• [What needs to be done] Could you reproduce each of the rows below, character for character, with nothing changed?

• [Record list]
----
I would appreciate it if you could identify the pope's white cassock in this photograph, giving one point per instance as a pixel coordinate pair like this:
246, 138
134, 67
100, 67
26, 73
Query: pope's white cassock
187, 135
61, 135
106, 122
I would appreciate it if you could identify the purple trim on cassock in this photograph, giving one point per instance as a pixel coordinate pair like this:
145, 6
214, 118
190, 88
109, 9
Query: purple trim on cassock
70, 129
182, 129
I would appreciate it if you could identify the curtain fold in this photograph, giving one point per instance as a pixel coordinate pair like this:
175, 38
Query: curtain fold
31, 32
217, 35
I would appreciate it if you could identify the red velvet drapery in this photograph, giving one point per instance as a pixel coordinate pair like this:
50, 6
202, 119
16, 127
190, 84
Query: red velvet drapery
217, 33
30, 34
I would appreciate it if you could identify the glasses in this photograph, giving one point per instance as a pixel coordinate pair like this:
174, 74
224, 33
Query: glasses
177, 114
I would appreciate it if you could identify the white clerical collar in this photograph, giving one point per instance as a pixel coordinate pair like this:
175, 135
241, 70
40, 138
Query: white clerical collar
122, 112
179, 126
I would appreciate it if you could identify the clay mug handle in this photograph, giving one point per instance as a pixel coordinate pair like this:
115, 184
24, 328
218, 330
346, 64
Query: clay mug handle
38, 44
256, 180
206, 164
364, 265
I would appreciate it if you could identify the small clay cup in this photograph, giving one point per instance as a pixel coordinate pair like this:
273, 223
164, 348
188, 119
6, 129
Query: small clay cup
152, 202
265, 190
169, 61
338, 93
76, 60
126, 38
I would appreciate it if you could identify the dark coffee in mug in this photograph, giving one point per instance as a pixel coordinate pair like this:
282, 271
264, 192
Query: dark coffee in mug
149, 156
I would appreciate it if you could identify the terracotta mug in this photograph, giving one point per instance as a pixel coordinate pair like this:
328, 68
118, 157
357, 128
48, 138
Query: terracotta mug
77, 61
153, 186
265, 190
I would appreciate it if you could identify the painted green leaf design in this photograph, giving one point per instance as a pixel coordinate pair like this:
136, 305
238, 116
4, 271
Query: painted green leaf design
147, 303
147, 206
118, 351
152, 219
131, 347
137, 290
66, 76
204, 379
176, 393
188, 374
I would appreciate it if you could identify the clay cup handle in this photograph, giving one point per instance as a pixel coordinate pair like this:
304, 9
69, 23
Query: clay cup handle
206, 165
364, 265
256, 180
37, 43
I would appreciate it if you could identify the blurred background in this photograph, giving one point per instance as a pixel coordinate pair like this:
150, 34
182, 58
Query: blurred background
----
• [Solution to this task]
I would appreciate it if you could identify the pope's white cassock in this photograph, giving one point per instance as a pixel coordinate pair like this:
246, 138
134, 67
100, 67
26, 73
Query: pope's white cassock
187, 135
61, 135
106, 122
I would appreciate it if you could identify the purple trim on cassock in this photograph, giving one point per instance as a pixel coordinate pair like this:
145, 6
214, 118
190, 88
109, 9
Query: purple trim on cassock
70, 129
182, 129
I would appreciate it if you could identify the curtain fold in this photograph, giving one point per instance as a pixel coordinate pair like this:
175, 38
Query: curtain fold
31, 32
217, 35
I would appreciate it if you could identify the red velvet drapery in this photograph, giving one point per instance as a pixel coordinate pair like this:
50, 6
202, 119
16, 127
190, 84
Query: red velvet drapery
217, 33
30, 34
I would appreciate it if you could identify the glasses in this photograph, giving one point per instance as a pixel coordinate pair like this:
174, 74
224, 33
Query: glasses
177, 114
I would appreciate it if you could identify the white clerical collar in this photograph, giving one point per instance as a pixel coordinate pair like this:
175, 135
241, 70
40, 138
Query: white clerical collar
122, 112
179, 126
I would appreciate it if you could identify the clay mug handle in this photograph, giving one point per instance as a pixel coordinate pair like this:
115, 184
24, 328
218, 330
346, 64
Query: clay mug handle
38, 44
256, 180
206, 164
364, 265
I would appreciate it if you could identify the small clay cup in this photograph, giving one point per instance as a pixel coordinate pair like this:
273, 223
164, 348
188, 119
6, 129
Query: small clay cup
152, 202
265, 190
169, 61
338, 93
76, 60
126, 38
I would appreciate it if you could identify the dark coffee in mug in this photograph, giving one point per instance as a pixel coordinate pair like this:
282, 271
264, 192
Query: dark coffee in mug
149, 156
I would appreciate it if you could identify the terracotta mug in this photograph, giving one point per instance as a pixel coordinate pair like this:
328, 68
118, 157
357, 128
48, 138
Query: terracotta mug
77, 61
153, 186
265, 190
I would appreciate it if you could identify the painted green leaf design in this photograph, giving one point per instance as a pixel coordinate pair like this:
136, 305
238, 116
4, 271
Query: painted green leaf design
147, 303
147, 206
118, 351
152, 219
131, 347
137, 290
66, 76
204, 379
176, 393
188, 374
I would appreciate it if you could identify the clay cup handle in this photograph, giving one point per instance as a pixel coordinate pair like this:
304, 9
69, 23
Query: clay cup handle
206, 165
364, 265
256, 180
37, 43
I would appreciate it if you could identify the blurred background in this photograph, giving one point per instance as a pixel coordinate pair like this:
150, 34
182, 58
Query: blurred background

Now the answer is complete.